● **Extrait d'arrêt**:
Par ailleurs, s’il est vrai que certains des LCD cartellisés que les filiales européennes de Samsung ont achetés à la requérante peuvent avoir été intégrés dans des produits finis vendus en dehors de l’EEE, cette circonstance ne remet pas en cause le fait qu’une vente entre deux entreprises distinctes a bien eu lieu dans l’EEE lorsque les LCD de la requérante ont été achetés par les filiales européennes de Samsung. Ainsi, la Commission pouvait considérer qu’il s’agissait de ventes affectant le jeu de la concurrence dans le marché intérieur.

86

Quant au fait que, à l’égard de Samsung, la Commission a pris en considération seulement les ventes des LCD cartellisés qui ont été intégrés, par les filiales européennes de Samsung, dans des produits finis vendus dans l’EEE, il y a lieu de relever que, par rapport à ces LCD cartellisés, leur première vente à une entreprise tierce s’est réalisée lors de la vente du produit fini. Dès lors, afin de ne prendre en considération que des ventes ayant un lien avec l’EEE, la Commission était en droit, voire dans l’obligation, de se limiter à prendre en compte les ventes des LCD cartellisés qui avaient été intégrés dans des produits finis vendus dans l’EEE.

87

S’agissant de l’argument de la requérante selon lequel le fait d’établir une distinction fondée sur la destination du produit fini serait contraire à la jurisprudence issue de l’arrêt de la Cour du 6 mars 1974, Istituto Chemioterapico Italiano et Commercial Solvents/Commission (6/73 et 7/73, Rec. p. 223, point 33), il convient d’observer que la question qui se posait dans l’affaire ayant donné lieu audit arrêt était différente de celle de l’espèce. En effet, il s’agissait de savoir si l’interdiction d’abus de position dominante, prévue à l’article 102 TFUE, était applicable lorsque le détenteur d’une telle position établi dans le marché intérieur tendait, par l’exploitation abusive de celle-ci, à éliminer un concurrent également établi dans ce marché. Ce n’est qu’à cet égard que la Cour a considéré qu’il était indifférent de savoir si le comportement en cause concernait les activités exportatrices de ce concurrent ou ses activités dans le marché intérieur. La Cour n’a pas manqué de souligner que c’était l’élimination même dudit concurrent qui aurait des répercussions sur la structure de la concurrence dans le marché intérieur (arrêt Istituto Chemioterapico Italiano et Commercial Solvents/Commission, précité, point 33). En l’espèce, au contraire, la Commission était en droit de définir la catégorie des «ventes EEE directes par l’intermédiaire de produits transformés» en la limitant aux seules ventes de LCD cartellisés qui se retrouvaient dans des produits finis vendus dans l’EEE. En effet, si cette première vente des produits cartellisés à un tiers n’avait pas eu lieu dans l’EEE, le lien entre le marché intérieur et l’infraction aurait été trop faible.

● **Matériel fourni**:
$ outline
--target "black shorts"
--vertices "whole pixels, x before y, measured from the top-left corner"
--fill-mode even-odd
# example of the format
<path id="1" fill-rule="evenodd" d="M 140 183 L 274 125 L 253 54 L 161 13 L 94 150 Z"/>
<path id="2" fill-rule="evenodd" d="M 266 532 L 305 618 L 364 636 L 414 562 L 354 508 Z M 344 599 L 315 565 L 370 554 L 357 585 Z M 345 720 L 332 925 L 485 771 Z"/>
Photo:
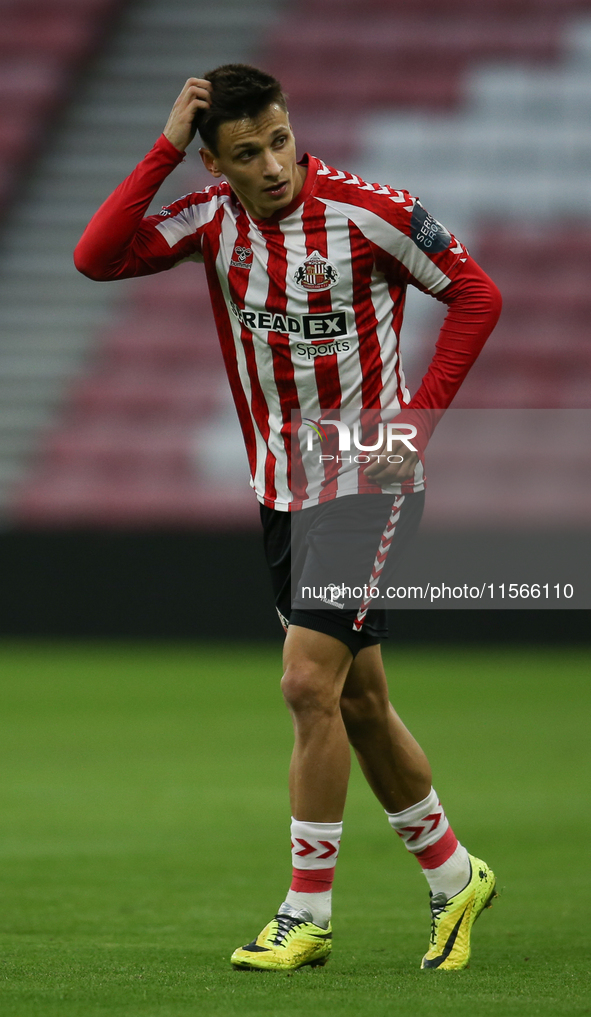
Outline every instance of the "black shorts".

● **Consignes**:
Poursuivez l'extrait d'arrêt sur les ventes de LCD cartellisés dans l'EEE après sa dernière phrase. Le matériel fourni n'a aucun lien avec l'extrait d'arrêt.

● **Résultat**:
88

Enfin, s’il ne saurait être exclu que même les LCD intégrés dans les autres produits finis vendus par Samsung à des tiers établis en dehors de l’EEE puissent par la suite être revenus dans ce dernier et y avoir ainsi faussé le jeu de la concurrence, il convient de rappeler que, selon une jurisprudence constante, la Commission bénéficie d’un large pouvoir d’appréciation pour ce qui est de la méthode de calcul des amendes. Cette méthode, circonscrite par les lignes directrices de 2006, comporte différents éléments de flexibilité permettant à la Commission d’exercer son pouvoir d’appréciation en conformité avec les dispositions du règlement (CE) no 1/2003 du Conseil, du 16 décembre 2002, relatif à la mise en œuvre des règles de concurrence prévues aux articles 81 [CE] et 82 [CE] (JO 2003, L 1, p. 1) (voir, en ce sens, arrêts de la Cour du 3 septembre 2009, Papierfabrik August Koehler e.a./Commission, C-322/07 P, C-327/07 P et C-338/07 P, Rec. p. I-7191, point 112, et du 14 octobre 2010, Deutsche Telekom/Commission, C-280/08 P, Rec. p. I-9555, point 271). En outre, la Commission n’est pas obligée de constater et de sanctionner tout comportement anticoncurrentiel (arrêt du Tribunal du 15 juin 2005, Tokai Carbon e.a./Commission, T‑71/03, T‑74/03, T‑87/03 et T‑91/03, non publié au Recueil, point 369). Par ailleurs, puisque, à l’égard de toutes les entreprises verticalement intégrées, la Commission a appliqué la notion de «ventes EEE directes par l’intermédiaire de produits transformés», qui exclut les ventes de LCD cartellisés qui ont été intégrés dans des produits finis vendus en dehors de l’EEE, quel que fût le lieu où les produits finis ont été réalisés, aucune inégalité de traitement injustifiée n’a été commise.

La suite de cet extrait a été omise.